- Exercise text
+---+
Individualized prognosis of cognitive decline and dementia in mild cognitive impairment based on plasma biomarker combinations

Authored by nature.com and submitted by Wagamaga

Study population characteristics (model selection sample)

A total of 148 patients with MCI from the Biomarkers for Identifying Neurodegenerative Disorders Early and Reliably (BioFINDER) cohort for whom all three plasma and CSF biomarker measurements were available, along with at least one of the primary or secondary outcomes, were used for model selection (Table 1). The mean age was 71.4 years, the mean education duration was 11.2 years, 36.5% were female and the mean mini-mental state examination (MMSE) score was 27.2 ± 1.7 at the baseline. Moreover, the mean MMSE score was 21.8 ± 5.2 at 4 years after the baseline and conversion to AD dementia was 59.8% within 4 years of the baseline. There was a significant negative correlation between plasma Aβ 42 /Aβ 40 and plasma P-tau181 (coefficient of determination (R2) = −0.30; P < 0.0001; see Extended Data Fig. 1) and a significant positive correlation between plasma P-tau181 and plasma NfL (R2 = 0.33; P < 0.0001; Extended Data Fig. 1), but no significant correlation was observed between plasma Aβ 42 /Aβ 40 and plasma NfL (R2 = −0.08; P = 0.31; Extended Data Fig. 1). The associations between corresponding CSF biomarkers in the BioFINDER model selection sample are shown in Extended Data Fig. 2. The study procedures are outlined in Fig. 1.
+---+
- Records supplied
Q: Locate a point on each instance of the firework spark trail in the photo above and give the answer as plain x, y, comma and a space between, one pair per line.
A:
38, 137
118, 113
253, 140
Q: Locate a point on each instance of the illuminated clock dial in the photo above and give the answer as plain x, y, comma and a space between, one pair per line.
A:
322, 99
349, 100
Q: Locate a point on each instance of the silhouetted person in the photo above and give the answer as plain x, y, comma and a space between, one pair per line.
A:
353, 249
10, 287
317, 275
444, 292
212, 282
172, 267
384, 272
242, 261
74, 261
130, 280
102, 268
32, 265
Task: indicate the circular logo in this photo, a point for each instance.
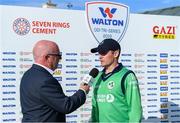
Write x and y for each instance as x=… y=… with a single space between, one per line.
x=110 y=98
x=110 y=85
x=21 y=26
+---+
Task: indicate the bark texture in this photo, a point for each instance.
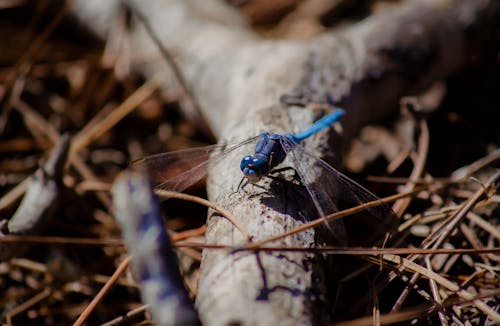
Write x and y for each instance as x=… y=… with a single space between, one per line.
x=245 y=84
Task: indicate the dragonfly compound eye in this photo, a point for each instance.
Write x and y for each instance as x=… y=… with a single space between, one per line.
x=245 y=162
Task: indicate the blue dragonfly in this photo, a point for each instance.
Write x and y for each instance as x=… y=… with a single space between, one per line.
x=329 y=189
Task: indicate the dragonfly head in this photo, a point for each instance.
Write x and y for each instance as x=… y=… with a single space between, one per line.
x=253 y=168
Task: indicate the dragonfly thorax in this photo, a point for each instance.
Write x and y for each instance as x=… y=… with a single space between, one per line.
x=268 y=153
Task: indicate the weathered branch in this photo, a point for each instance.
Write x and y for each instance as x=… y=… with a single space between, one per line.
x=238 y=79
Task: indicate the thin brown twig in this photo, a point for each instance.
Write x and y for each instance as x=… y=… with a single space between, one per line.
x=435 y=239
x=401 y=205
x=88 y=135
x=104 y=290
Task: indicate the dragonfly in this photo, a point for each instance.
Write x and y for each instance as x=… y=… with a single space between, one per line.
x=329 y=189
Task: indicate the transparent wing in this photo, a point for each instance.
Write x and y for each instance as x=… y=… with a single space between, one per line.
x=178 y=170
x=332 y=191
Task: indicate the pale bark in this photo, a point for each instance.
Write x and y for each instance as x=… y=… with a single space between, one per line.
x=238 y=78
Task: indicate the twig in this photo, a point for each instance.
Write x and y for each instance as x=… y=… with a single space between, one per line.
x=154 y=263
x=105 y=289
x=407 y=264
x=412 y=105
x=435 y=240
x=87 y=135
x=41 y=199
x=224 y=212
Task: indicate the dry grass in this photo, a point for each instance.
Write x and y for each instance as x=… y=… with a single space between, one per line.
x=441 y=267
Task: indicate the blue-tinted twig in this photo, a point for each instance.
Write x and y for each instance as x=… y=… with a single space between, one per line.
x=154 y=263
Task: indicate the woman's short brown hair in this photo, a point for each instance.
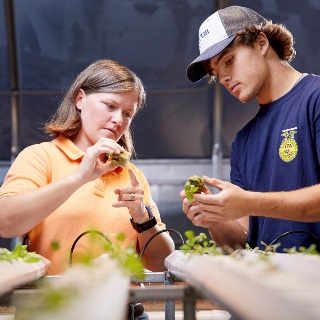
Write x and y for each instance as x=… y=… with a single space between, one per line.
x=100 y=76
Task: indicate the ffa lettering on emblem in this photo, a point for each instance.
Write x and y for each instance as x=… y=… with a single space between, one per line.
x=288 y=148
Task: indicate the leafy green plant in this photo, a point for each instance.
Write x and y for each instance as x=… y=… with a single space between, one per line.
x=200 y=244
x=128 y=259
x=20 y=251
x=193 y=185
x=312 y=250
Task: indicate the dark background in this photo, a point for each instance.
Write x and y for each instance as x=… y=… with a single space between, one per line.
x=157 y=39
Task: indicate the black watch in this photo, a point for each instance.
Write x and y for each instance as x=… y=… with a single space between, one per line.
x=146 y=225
+---+
- Work task 1
List every baseline characteristic of the 148 patients in the model selection sample that the study text reports, with its value.
- Work task 2
Copy the passage of the study text word for word, starting at "Individualized prognosis of" and ending at "(model selection sample)".

- Task output 1
- Mean age: 71.4 years
- Mean education duration: 11.2 years
- Proportion female: 36.5%
- Mean mini-mental state examination (MMSE) score: 27.2 ± 1.7

- Task output 2
Individualized prognosis of cognitive decline and dementia in mild cognitive impairment based on plasma biomarker combinations

Authored by nature.com and submitted by Wagamaga

Study population characteristics (model selection sample)